* _WHAT TO DO_:
Repeat all of the records verbatim.

* _Records of labeled points_:
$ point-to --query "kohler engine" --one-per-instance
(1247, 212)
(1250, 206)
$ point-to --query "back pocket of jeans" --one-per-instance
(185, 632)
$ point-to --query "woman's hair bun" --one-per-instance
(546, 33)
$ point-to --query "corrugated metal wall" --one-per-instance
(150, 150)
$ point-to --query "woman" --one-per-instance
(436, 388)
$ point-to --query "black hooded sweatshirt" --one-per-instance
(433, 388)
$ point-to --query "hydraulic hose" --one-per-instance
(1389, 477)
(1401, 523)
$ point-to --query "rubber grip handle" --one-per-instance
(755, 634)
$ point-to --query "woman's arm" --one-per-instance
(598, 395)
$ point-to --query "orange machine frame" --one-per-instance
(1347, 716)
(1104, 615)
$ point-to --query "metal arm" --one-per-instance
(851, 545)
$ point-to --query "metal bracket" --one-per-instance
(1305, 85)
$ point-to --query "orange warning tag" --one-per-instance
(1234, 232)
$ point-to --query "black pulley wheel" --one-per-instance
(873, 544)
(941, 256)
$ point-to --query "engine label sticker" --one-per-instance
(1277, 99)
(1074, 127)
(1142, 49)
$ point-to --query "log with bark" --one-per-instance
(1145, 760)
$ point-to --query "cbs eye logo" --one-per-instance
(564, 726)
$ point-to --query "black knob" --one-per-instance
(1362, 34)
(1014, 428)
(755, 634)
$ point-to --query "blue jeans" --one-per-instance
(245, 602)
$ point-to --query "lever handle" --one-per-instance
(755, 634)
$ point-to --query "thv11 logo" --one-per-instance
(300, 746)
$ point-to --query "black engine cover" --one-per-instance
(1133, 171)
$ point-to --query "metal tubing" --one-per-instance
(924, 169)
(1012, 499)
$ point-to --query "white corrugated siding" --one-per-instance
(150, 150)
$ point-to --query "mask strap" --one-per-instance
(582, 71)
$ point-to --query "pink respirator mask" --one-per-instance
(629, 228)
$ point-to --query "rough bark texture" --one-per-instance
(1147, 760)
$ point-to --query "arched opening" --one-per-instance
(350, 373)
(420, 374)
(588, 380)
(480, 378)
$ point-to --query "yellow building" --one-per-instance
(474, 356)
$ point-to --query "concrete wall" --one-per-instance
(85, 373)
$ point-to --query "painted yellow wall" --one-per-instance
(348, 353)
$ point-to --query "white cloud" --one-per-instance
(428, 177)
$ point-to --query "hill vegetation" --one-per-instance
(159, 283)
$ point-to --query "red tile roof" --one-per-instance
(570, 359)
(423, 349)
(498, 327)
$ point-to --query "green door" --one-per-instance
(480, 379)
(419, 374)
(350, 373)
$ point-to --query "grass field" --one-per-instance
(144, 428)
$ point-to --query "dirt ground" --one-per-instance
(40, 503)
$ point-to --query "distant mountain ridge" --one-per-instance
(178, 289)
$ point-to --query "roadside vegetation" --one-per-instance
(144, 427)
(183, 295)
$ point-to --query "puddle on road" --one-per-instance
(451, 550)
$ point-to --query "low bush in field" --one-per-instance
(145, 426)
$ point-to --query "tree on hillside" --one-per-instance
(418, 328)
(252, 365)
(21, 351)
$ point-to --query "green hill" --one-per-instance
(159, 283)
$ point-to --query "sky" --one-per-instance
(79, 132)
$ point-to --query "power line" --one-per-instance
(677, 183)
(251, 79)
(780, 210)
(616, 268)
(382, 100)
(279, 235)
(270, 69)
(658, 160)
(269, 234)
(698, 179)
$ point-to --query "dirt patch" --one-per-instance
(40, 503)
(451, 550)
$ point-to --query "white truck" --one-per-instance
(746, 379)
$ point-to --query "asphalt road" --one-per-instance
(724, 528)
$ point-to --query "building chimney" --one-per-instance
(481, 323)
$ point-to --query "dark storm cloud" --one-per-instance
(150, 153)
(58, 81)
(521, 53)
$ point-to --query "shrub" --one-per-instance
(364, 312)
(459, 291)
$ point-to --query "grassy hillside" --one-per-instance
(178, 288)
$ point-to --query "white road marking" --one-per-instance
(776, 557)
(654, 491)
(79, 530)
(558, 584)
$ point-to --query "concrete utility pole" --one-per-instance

* _EXERCISE RESPONSE_:
$ point-to --query "kohler engine" --one-per-instance
(1247, 212)
(1250, 206)
$ point-to --query "back pocket of jeans" --one-per-instance
(185, 632)
$ point-to --query "woman's hair bun" --one-per-instance
(546, 33)
$ point-to --query "corrugated metal wall" --one-per-instance
(150, 150)
$ point-to --query "woman" --one-per-instance
(436, 388)
$ point-to --query "black hooded sweatshirt" --one-per-instance
(433, 388)
$ point-to --query "hydraulic hose" --one-per-instance
(1389, 477)
(1401, 523)
$ point-to --query "rubber grip handle" --one-per-instance
(755, 634)
$ point-to --query "woman's arm" --one-per-instance
(598, 395)
$ point-to --query "orange machine frame" --one-per-instance
(1347, 716)
(1104, 615)
$ point-to --query "metal arm" --one-per-instance
(851, 545)
$ point-to --query "metal bracket" --one-per-instance
(1305, 85)
$ point-to --query "orange warning tag" --one-per-instance
(1234, 232)
$ point-to --query "black pulley wheel" --one-per-instance
(873, 544)
(941, 256)
$ point-to --query "engine label sticker" --one-per-instance
(1277, 99)
(1074, 127)
(1142, 49)
$ point-to --query "log with bark" --one-per-instance
(1145, 760)
$ point-to --query "cbs eye logo" --one-per-instance
(564, 726)
$ point-to --query "black knob" --one-per-instance
(1362, 34)
(1014, 428)
(755, 634)
$ point-to --query "blue jeans" --one-per-instance
(245, 602)
$ point-to --query "lever handle" --one-per-instance
(755, 634)
$ point-to --query "thv11 logo" --one-per-instance
(300, 746)
$ point-to --query "black engine cover" --one-per-instance
(1133, 171)
$ point-to --query "metal tubing" --one-per-instance
(924, 169)
(1012, 499)
$ point-to --query "white corrugated siding" --one-per-instance
(150, 150)
$ point-to --query "mask strap" --one-per-instance
(582, 71)
$ point-to --query "pink respirator mask" --one-per-instance
(629, 228)
$ point-to --query "rough bark texture" --one-per-instance
(1147, 760)
$ point-to --query "arched opening" --one-per-instance
(350, 373)
(420, 374)
(588, 380)
(480, 378)
$ point-to --query "yellow building" --one-per-instance
(474, 356)
$ point-to --query "concrete wall" --one-per-instance
(85, 373)
$ point-to --query "painted yellow wall" --one-per-instance
(348, 353)
$ point-to --query "white cloud" --one-per-instance
(428, 177)
$ point-to --query "hill vegetation" --one-per-instance
(159, 283)
$ point-to --query "red tile roof" --one-per-instance
(570, 359)
(423, 349)
(498, 327)
$ point-to --query "green door" --one-per-instance
(480, 379)
(419, 374)
(350, 373)
$ point-to --query "grass field" --one-per-instance
(144, 428)
$ point-to --query "dirt ground" --one-per-instance
(40, 503)
$ point-to --query "distant mountain ridge" --one-per-instance
(178, 289)
$ point-to --query "roadside vegetation" --one-per-instance
(144, 427)
(183, 295)
$ point-to --query "puddle on road" --one-per-instance
(451, 550)
$ point-to --query "low bush in field" --one-per-instance
(145, 426)
$ point-to --query "tree on hillside" --one-per-instance
(418, 328)
(252, 365)
(21, 351)
$ point-to --query "green hill" --one-per-instance
(159, 283)
$ point-to --query "sky" --one-per-instance
(79, 132)
$ point-to --query "power line" --one-per-instance
(677, 183)
(251, 79)
(780, 210)
(616, 268)
(382, 100)
(279, 235)
(270, 69)
(658, 160)
(269, 234)
(698, 179)
$ point-to --query "dirt patch" --one-per-instance
(40, 503)
(451, 550)
$ point-to --query "white truck" --one-per-instance
(746, 379)
$ point-to --query "asphalt road" --one-per-instance
(724, 528)
$ point-to --query "building chimney" --one-per-instance
(481, 323)
$ point-to --query "dark storm cloud" --one-per-instance
(150, 153)
(58, 81)
(521, 53)
$ point-to --query "shrub" --one-per-instance
(364, 312)
(459, 291)
$ point-to --query "grassy hillside" --one-per-instance
(178, 288)
$ point-to --query "white road marking" --one-per-instance
(776, 557)
(654, 491)
(79, 530)
(558, 584)
$ point-to --query "concrete utility pole" --one-per-instance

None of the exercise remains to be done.